What to produce:
From the line containing "Mark one point on every instance of the sky" down to the last line of the records below, restate each line word for word and leave out the rest.

Data provided:
━━━━━━

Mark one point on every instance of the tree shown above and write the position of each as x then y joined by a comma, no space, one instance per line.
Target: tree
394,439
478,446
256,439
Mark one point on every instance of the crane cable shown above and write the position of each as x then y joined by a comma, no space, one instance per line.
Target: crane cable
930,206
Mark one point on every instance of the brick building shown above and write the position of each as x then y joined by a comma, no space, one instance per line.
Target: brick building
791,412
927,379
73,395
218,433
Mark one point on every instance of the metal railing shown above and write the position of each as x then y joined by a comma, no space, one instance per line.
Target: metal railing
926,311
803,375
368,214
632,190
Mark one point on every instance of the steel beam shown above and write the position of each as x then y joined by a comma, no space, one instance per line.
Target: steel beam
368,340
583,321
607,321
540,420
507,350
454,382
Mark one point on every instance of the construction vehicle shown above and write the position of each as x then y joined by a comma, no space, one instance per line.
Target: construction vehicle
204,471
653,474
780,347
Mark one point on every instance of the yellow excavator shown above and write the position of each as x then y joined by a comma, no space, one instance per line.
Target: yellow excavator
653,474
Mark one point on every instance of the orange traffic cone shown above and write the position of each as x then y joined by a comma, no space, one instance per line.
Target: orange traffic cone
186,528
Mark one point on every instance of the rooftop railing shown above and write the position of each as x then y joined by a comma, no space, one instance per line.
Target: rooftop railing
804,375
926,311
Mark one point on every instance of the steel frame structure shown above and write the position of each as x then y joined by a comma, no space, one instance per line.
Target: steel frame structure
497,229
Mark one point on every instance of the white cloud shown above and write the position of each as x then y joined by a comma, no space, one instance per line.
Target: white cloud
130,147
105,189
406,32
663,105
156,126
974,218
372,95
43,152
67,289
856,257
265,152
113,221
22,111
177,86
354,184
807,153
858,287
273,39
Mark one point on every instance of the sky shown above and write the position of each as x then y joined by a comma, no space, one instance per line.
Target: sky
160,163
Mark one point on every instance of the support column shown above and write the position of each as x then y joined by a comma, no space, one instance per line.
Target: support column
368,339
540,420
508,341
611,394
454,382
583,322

━━━━━━

Result of the task:
Mark one point on every instance of the sky shown above and write the position of each as x then y joined by a comma, no space, one instance per line.
Target: sky
160,163
Mark one point on every instance of the support column shown above and write the position of each as x then y joined by a comma, no space, one instance per line.
Target: support column
368,339
540,420
508,341
611,394
454,382
583,322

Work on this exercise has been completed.